#### Excerpted passage

Model Details
- Base Model: meta-llama/Llama-4-Scout-17B-16E-Instruct
- Architecture: llama4 (multimodal vision-language with MoE)
- Total Parameters: 1.72B
- Activated Parameters: ~0.43B (1 expert activated per token out of 4)
Configuration Changes
The following parameters were reduced from the original model:
Table with columns: Parameter, Original, Tiny| Parameter | Original | Tiny |
|---|
| Text Model | | |
| num_hidden_layers | 48 | 8 |
| num_local_experts | 16 | 4 |
| num_experts_per_tok | 1 | 1 |
| hidden_size | 5120 | 2048 |
| intermediate_size | 8192 | 3072 |
| intermediate_size_mlp | 16384 | 6144 |
| num_attention_heads | 40 | 16 |
| num_key_value_heads | 8 | 4 |
| layer_types | 48 layers (chunked/full pattern) | 8 layers (maintains 3:1 pattern) |
| Vision Model | | |
| num_hidden_layers | 34 | 6 |
| hidden_size | 1408 | 768 |
| intermediate_size | 5632 | 3072 |
| num_attention_heads | 16 | 12 |
Architecture Preservation
The tiny model maintains the original Llama-4-Scout architecture patterns:
- MoE Structure: Retained mixture-of-experts with shared expert
- Attention Pattern: Maintains the chunked_attention/full_attention pattern (every 4th layer is full_attention)
- No-RoPE Layers: Preserved the pattern where 3 out of every 4 layers use alternative position encoding
Checkpoint Structure
The model is saved as a single safetensors file following the original checkpoint structure:
language_model.model.layers.{X}.feed_forward.experts.*
language_model.model.layers.{X}.feed_forward.shared_expert.*
vision_model.model.layers.{X}.*
This structure is compatible with transformers' Llama4ForConditionalGeneration.

########
#### Dataset records

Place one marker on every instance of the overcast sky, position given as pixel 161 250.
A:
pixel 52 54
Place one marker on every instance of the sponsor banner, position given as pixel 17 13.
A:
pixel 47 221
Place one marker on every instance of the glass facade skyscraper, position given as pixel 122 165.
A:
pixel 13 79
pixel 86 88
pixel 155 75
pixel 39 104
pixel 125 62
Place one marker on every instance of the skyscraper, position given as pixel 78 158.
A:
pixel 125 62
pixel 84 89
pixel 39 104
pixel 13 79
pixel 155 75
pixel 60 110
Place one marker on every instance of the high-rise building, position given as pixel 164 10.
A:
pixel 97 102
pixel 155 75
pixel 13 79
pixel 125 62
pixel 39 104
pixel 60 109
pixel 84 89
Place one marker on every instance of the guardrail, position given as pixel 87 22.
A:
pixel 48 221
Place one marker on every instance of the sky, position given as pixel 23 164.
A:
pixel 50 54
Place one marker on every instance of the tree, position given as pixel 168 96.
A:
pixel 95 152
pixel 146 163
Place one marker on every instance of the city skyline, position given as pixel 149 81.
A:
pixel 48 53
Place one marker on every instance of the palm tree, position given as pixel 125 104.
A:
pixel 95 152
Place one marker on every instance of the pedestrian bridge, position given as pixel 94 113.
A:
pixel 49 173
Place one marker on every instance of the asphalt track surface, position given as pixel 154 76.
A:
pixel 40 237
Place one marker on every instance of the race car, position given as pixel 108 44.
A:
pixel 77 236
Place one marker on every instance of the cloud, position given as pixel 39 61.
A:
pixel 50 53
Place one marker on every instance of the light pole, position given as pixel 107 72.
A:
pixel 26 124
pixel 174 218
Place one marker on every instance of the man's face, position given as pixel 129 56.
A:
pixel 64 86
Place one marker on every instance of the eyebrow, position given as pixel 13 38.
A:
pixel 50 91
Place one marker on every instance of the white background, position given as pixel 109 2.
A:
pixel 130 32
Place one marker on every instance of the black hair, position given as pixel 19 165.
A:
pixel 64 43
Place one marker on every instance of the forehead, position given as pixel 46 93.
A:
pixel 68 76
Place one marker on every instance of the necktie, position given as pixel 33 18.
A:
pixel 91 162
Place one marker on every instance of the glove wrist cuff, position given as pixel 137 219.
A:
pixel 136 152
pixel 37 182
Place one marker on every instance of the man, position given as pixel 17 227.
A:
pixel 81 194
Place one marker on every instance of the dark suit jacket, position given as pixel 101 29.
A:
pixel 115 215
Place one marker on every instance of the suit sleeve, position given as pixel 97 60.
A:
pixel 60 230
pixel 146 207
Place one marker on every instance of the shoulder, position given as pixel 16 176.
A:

########

— List of tasks —
- a) Pull out the part of the tiny model card that runs from "- No-RoPE Layers: Preserved" up to and including "with transformers' Llama4ForConditionalGeneration.", copied word for word.
- b) In the tiny model card, how many local experts does the reduced text model have?
- c) Using the tiny model card, explain why the activated parameter count (about 0.43B) is much smaller than the total (1.72B).

— Task responses —
- a)
- No-RoPE Layers: Preserved the pattern where 3 out of every 4 layers use alternative position encoding
Checkpoint Structure
The model is saved as a single safetensors file following the original checkpoint structure:
language_model.model.layers.{X}.feed_forward.experts.*
language_model.model.layers.{X}.feed_forward.shared_expert.*
vision_model.model.layers.{X}.*
This structure is compatible with transformers' Llama4ForConditionalGeneration.

- b) 4

- c) Only one expert is activated per token out of the 4 experts. So only a fraction of the model's total parameters is used for each token.